*DATA SECTION:*

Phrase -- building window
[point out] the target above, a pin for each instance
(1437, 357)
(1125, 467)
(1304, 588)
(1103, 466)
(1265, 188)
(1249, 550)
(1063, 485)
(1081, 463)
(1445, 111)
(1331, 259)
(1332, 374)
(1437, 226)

*STATED PROBLEM:* Change every occurrence of "building window" to "storefront window" in the records above, leaving everything else as it is.

*COMPLETED TASK:*
Phrase -- storefront window
[point out] the target above, a pin for each instance
(1437, 357)
(1125, 467)
(1304, 588)
(1103, 466)
(1265, 188)
(1249, 550)
(1063, 485)
(1081, 463)
(1445, 111)
(1331, 259)
(1332, 374)
(1437, 226)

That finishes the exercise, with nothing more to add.